Supplied text
****

This year’s five-member Ethics Bowl team made APU history when they qualified for the Intercollegiate Ethics Bowl nationals at the California Regionals last weekend, securing a triumphant victory for a team that formed just two years ago. They placed second overall and will be heading to Jacksonville, Florida for a chance at the national title in February.
The 2013 California Regionals were hosted at the National Hispanic University in San Jose, Calif. on Saturday, Dec. 7 and saw 18 teams from 13 schools such as Cal Poly Pomona, UC Santa Cruz and UC Santa Barbara.
Each team competed in three morning rounds; the top four teams moved on to the regional semi-finals that afternoon.
The APU team defeated all three of their morning opponents: Santa Clara University (3-0), CSU San Jose (2-1) and Carleton College (2-0-1).
“It was a really long day with stiff competition, and we didn’t expect to go up against some of the more experienced teams that we did,” junior political science and philosophy double major Justin Manassee said. “We went in there, handled it pretty well, and they were all really close matches. That was really stressful to go through; sometimes we thought oh yeah we definitely pulled ahead in points, but the judges pulled it really close.”
During each round, each team had 10 minutes to present a case before hearing and responding to challenges from the opposing team and answering questions from the judges.
The APU team moved to the regional semi-finals in the afternoon, defeating NHU 3-0, and then on to the regional finals right afterward. Because the top three schools go on to nationals, when the APU team realized they had made it to the regional finals, they knew they were heading to Florida.
“I had to step out of the room and regain my composure before we continued into the final round, because I was so excited. … The trophy was sitting in the room with us the whole time; it’s so hard not to just stare at it and become mesmerized,” Manassee said. “To finally achieve our goal, groundbreaking victory first for APU, and we had to just sit there calmly and maintain ourselves — that was definitely the most difficult thing.”
Immediately after the semi-final match against NHU, the APU team faced off against San Jose once again for the regional finals. Although they beat the San Jose team in the morning round, they lost 3-0 to them in the finals, ultimately placing second in the California Regionals.
APU’s first Ethics Bowl team formed in fall 2011 during associate philosophy professor Rico Vitz’s first semester at APU. Every fall he offers a PHIL 495 Seminar in Philosophy class with the goal of preparing the students for the Ethics Bowl competition.
“To have gotten the thing off the ground and gotten to this point is really, really satisfying,” he said.
Vitz said it was “nerve wracking” to watch the team members compete in such tight rounds, but that they got better with each one.
“It’s a little bittersweet,” he said about nabbing a spot in nationals. “I wish the previous two teams could get a little piece of this and come with us too.”

****

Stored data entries
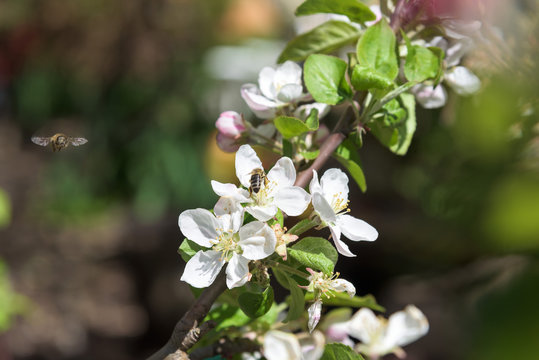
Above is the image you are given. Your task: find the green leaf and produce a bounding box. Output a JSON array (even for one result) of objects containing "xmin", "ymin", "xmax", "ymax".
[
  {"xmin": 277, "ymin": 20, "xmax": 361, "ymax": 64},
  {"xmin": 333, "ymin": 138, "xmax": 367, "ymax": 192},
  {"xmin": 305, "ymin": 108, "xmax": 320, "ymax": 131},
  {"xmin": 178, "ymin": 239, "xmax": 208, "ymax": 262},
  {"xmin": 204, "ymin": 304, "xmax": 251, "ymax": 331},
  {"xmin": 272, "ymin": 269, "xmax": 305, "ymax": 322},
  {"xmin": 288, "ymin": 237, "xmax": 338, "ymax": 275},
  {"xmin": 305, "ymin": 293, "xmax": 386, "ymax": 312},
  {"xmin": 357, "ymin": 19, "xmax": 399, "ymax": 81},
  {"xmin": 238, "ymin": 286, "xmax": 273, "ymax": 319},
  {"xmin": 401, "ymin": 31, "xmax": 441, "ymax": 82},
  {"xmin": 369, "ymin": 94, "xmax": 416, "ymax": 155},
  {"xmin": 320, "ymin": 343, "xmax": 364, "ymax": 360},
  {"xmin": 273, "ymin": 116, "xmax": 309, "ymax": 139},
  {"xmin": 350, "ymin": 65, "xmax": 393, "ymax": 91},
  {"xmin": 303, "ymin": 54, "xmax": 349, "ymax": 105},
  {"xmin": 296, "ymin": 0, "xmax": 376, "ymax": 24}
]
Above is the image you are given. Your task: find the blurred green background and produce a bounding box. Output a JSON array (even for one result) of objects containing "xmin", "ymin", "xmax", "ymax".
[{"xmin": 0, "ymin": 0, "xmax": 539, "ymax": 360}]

****

Continue the article about APU's Ethics Bowl team qualifying for nationals, picking up right after its final paragraph.

Answer box
The team members spent all semester preparing for the Ethics Bowl regionals by reading social and political theory and poring over the 12 pre-selected cases, which were announced around Labor Day. Team members were assigned to know select cases thoroughly.
Sophomore English and philosophy double major Alain Leon did not participate at all during the morning rounds, since the cases he had heavily prepared for were never called. But during the semi-final round against NHU, he spoke during his team’s case about whether the Boston Marathon bomber should be buried in the U.S., and during a critique of NHU’s case about whether pet owners should eat meat.
“I was kind of nervous because I started speaking in the most important round,” Leon said. “I didn’t want to mess anything up.”
All cases are from recent news and events. For example, among the list of cases for the California Regionals was one called “Is that blood on your shirt?” which addressed the Bangladeshi factory building collapses this year; another case, called “Baby S,” addressed the pregnant surrogate mother who refused to get an abortion at the request of the biological parents.
Vitz said he thinks it is particularly important for APU to compete in the Ethics Bowl because there are no other Christian Council of Colleges & Universities schools represented in the bowl.
“Christians in Christian schools kind of huddle together and [don’t] engage in certain kinds of discourse … the kind of cases that we get aren’t ones [with] clean answers,” he said. “It’s important for Christians to have a presence doing that.”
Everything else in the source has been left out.